Instructions to follow:
Whenever a line of the records below contains the word "photo", copy that line.

Material for the task:
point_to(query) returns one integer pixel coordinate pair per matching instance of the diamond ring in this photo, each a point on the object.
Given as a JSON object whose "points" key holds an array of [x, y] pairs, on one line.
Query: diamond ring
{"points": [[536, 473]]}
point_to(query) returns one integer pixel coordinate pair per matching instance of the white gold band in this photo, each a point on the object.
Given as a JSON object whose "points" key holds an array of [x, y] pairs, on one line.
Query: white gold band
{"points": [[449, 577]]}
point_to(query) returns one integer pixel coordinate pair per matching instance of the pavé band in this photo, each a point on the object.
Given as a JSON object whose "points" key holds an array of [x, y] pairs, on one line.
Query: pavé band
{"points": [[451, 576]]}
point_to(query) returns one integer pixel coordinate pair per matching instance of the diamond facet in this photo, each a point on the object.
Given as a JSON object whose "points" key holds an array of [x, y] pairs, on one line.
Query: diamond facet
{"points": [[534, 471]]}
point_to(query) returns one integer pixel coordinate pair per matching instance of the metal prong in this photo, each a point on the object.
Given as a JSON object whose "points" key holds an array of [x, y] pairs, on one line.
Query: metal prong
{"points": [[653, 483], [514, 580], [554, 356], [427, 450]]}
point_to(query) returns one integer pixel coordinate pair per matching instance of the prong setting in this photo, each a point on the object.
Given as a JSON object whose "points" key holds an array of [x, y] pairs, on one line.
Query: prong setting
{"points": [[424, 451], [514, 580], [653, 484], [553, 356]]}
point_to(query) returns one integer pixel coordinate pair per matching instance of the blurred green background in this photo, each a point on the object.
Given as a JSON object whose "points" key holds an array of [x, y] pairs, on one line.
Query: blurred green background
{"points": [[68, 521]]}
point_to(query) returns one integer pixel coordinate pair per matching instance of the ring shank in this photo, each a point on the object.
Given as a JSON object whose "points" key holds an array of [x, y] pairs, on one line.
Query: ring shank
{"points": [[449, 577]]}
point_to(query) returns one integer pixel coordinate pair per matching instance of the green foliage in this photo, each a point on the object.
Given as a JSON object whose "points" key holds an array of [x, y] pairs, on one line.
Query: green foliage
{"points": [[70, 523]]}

Response to this task:
point_to(query) returns one integer pixel coordinate pair per matching instance of the diamond ring in this photo, each a point on the object.
point_to(query) returns one integer pixel coordinate pair per matching instance of the white gold band in this photo, each a point on the object.
point_to(query) returns one integer pixel coordinate pair per matching instance of the pavé band in this photo, each a point on the object.
point_to(query) returns one integer pixel coordinate pair per matching instance of the diamond facet in this photo, each a point on the object.
point_to(query) returns one integer pixel coordinate pair per matching instance of the metal prong in this photo, each a point on the object.
point_to(query) returns one integer pixel coordinate pair per matching instance of the prong setting in this photo, each a point on the object.
point_to(query) returns one integer pixel coordinate pair per matching instance of the blurred green background in this photo, each a point on the object.
point_to(query) returns one integer pixel coordinate pair per matching instance of the ring shank in this photo, each a point on the object.
point_to(query) returns one integer pixel coordinate pair per matching instance of the green foliage in this photo, each a point on the object.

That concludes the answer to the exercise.